> [Set exercise]
Express every line of the entries below as a JSON list of strings, one string per line, skipping blank lines and omitting the pictures.

> [Dataset]
########################################

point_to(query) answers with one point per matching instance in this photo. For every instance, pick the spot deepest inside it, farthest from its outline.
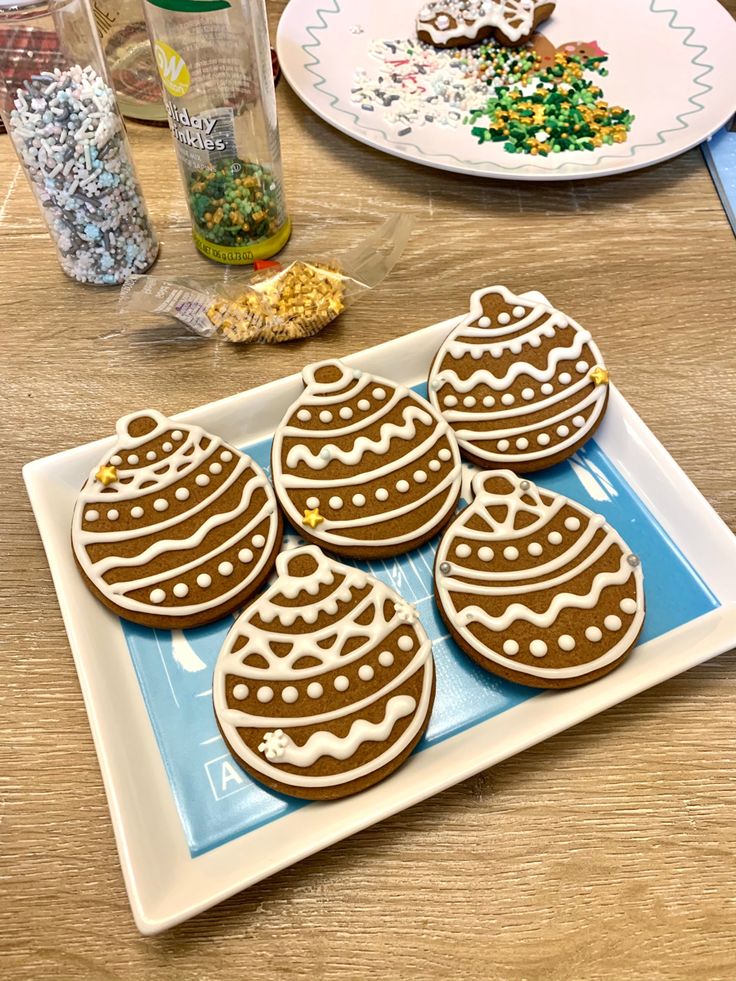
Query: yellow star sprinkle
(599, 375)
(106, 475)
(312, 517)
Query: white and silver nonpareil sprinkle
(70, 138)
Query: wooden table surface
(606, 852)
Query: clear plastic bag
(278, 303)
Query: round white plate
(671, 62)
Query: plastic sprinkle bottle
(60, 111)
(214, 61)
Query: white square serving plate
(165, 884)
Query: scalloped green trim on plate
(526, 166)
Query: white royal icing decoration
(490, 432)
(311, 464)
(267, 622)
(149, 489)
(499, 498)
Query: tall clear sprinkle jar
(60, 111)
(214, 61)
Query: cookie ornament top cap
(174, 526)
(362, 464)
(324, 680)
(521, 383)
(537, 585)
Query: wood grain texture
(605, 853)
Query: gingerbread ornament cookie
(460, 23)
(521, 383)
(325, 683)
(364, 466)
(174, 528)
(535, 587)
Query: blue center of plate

########################################

> [Written solution]
[
  "point_to(query) answers with one point per matching instance in this photo. For every instance, pick the spot deepest inside it, farthest from its outline.",
  "Query: yellow star sprinkle",
  "(599, 375)",
  "(106, 475)",
  "(312, 517)",
  "Query: white and silver nonpareil sprinkle",
  "(70, 138)",
  "Query: wooden table surface",
  "(606, 852)",
  "Query: clear plastic bag",
  "(278, 303)",
  "Query: round white plate",
  "(671, 62)",
  "Query: plastic sprinkle bottle",
  "(60, 111)",
  "(214, 61)",
  "Query: white square serving plate",
  "(165, 884)",
  "Query: scalloped green trim on plate",
  "(526, 166)",
  "Query: white royal icing decoration",
  "(490, 432)",
  "(311, 464)",
  "(267, 622)",
  "(149, 489)",
  "(499, 498)",
  "Query: tall clear sprinkle jar",
  "(60, 111)",
  "(214, 61)",
  "Query: cookie ornament top cap",
  "(174, 526)",
  "(362, 464)",
  "(324, 680)",
  "(521, 383)",
  "(537, 585)",
  "Query: wood grain texture",
  "(605, 853)",
  "Query: gingerbread ornament cookie",
  "(460, 23)",
  "(521, 383)",
  "(325, 683)",
  "(364, 466)",
  "(174, 528)",
  "(535, 587)",
  "Query: blue center of plate"
]